- EXTRACTED TEXT
□ □ □
First there was the coronavirus. Then came “murder” hornets. And now here come the cannibal rats.
With major cities becoming ghost towns amid fears of COVID-19, rat populations are surging. But with restaurants closed and city garbage cans mostly empty, some rats are turning to eating … each other.
The Centers for Disease Control and Prevention (CDC) recently put out a warning about “unusual or aggressive” behavior in rats.
“Jurisdictions have closed or limited service at restaurants and other commercial establishments to help limit the spread of COVID-19. Rodents rely on the food and waste generated by these establishments. Community-wide closures have led to a decrease in food available to rodents, especially in dense commercial areas. Some jurisdictions have reported an increase in rodent activity as rodents search for new sources of food. Environmental health and rodent control programs may see an increase in service requests related to rodents and reports of unusual or aggressive rodent behavior,” the CDC said.
The U.S. health agency also said rats have been observed resorting to eating their young in the wake of urban shutdowns.
“The rats are not becoming aggressive toward people, but toward each other,” Bobby Corrigan, an urban rodentologist, told The New York Times on Sunday. “They’re simply turning on each other.”
“They are going to war with each other, eating each other’s young in some populations and battling each other for the food they can find,” Corrigan said. “But the rats that live and eat in residential blocks probably haven’t noticed a single bit of difference during the shutdown.”
□ □ □
- TASK INSTRUCTIONS
1. In the article on cannibal rats, restate the part that opens with the words containing "The Centers for" and closes with "of urban shutdowns.", substituting "health agency" for "CDC".
2. The opening lines of the article on cannibal rats name the things that arrived one after another. List them in order.
□ □ □
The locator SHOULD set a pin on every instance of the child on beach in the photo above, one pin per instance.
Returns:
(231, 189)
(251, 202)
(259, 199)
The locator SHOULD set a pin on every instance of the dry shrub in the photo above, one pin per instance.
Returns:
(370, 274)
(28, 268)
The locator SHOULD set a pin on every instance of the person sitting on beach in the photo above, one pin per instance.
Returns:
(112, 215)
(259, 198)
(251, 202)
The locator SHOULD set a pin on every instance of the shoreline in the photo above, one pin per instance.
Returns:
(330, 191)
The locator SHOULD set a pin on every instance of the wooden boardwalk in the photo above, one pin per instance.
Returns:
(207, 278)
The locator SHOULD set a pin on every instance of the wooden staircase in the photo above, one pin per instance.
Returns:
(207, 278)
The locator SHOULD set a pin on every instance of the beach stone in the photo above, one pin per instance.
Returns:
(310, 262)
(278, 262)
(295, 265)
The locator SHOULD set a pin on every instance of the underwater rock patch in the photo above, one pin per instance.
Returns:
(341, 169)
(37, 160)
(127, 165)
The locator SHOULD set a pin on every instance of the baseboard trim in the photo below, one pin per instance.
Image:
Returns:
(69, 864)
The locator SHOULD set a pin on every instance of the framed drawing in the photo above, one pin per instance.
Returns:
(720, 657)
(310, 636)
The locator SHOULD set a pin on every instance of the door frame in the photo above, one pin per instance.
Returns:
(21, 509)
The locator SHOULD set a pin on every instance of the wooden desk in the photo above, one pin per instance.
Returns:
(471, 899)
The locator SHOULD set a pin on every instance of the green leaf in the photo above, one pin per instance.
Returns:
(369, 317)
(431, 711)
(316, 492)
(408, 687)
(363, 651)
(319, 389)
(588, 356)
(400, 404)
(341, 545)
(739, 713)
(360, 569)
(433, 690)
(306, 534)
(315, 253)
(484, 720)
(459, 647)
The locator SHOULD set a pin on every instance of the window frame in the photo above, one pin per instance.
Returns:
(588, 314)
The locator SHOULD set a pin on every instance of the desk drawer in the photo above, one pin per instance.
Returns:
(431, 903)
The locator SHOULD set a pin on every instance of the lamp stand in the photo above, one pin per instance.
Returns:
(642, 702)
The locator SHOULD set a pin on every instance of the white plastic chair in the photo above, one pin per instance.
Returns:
□ □ □
- ANSWERS IN ORDER
1.
The Centers for Disease Control and Prevention (health agency) recently put out a warning about “unusual or aggressive” behavior in rats.
“Jurisdictions have closed or limited service at restaurants and other commercial establishments to help limit the spread of COVID-19. Rodents rely on the food and waste generated by these establishments. Community-wide closures have led to a decrease in food available to rodents, especially in dense commercial areas. Some jurisdictions have reported an increase in rodent activity as rodents search for new sources of food. Environmental health and rodent control programs may see an increase in service requests related to rodents and reports of unusual or aggressive rodent behavior,” the health agency said.
The U.S. health agency also said rats have been observed resorting to eating their young in the wake of urban shutdowns.

2.
1. The coronavirus
2. "Murder" hornets
3. Cannibal rats